** start of PASSAGE TO READ **

(Bloomberg) -- Shares of MicroStrategy Inc. fell by the most since 2017 as the company, often used as a proxy for Bitcoin, followed the world’s largest cryptocurrency lower amid a broader selloff in risk assets.
The enterprise software maker run by Bitcoin evangelist Michael Saylor declined 26% on Monday as the price of Bitcoin hovered near a key threshold of $30,000 and the benchmark S&P 500 declined about 3.2% on concerns tightening monetary policy could throw the economy into a recession.
Other crypto-exposed stocks, including top miners such as Marathon Digital Holdings, also saw sharp declines. Marathon, the largest public miner in the U.S. by market value, dropped 19%, bringing its year-to-date losses to 63%. Meanwhile, Core Scientific Inc. fell 13% to a new low and Riot Blockchain Inc. declined 19% to the lowest since November 2020.
Many crypto-related stocks will move in lockstep with Bitcoin as such companies have large amounts of the mined token on their balance sheets and can be used as a proxy by investors who do not want to directly hold Bitcoin in their portfolios.

** end of PASSAGE TO READ **
** start of MATERIAL **

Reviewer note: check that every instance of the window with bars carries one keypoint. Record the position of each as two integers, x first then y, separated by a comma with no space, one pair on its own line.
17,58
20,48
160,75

** end of MATERIAL **

> **SHORT PROBLEM**:
Return the full Bitcoin-stocks passage word for word.

> **RESULT OF THE EXERCISE**:
(Bloomberg) -- Shares of MicroStrategy Inc. fell by the most since 2017 as the company, often used as a proxy for Bitcoin, followed the world’s largest cryptocurrency lower amid a broader selloff in risk assets.
The enterprise software maker run by Bitcoin evangelist Michael Saylor declined 26% on Monday as the price of Bitcoin hovered near a key threshold of $30,000 and the benchmark S&P 500 declined about 3.2% on concerns tightening monetary policy could throw the economy into a recession.
Other crypto-exposed stocks, including top miners such as Marathon Digital Holdings, also saw sharp declines. Marathon, the largest public miner in the U.S. by market value, dropped 19%, bringing its year-to-date losses to 63%. Meanwhile, Core Scientific Inc. fell 13% to a new low and Riot Blockchain Inc. declined 19% to the lowest since November 2020.
Many crypto-related stocks will move in lockstep with Bitcoin as such companies have large amounts of the mined token on their balance sheets and can be used as a proxy by investors who do not want to directly hold Bitcoin in their portfolios.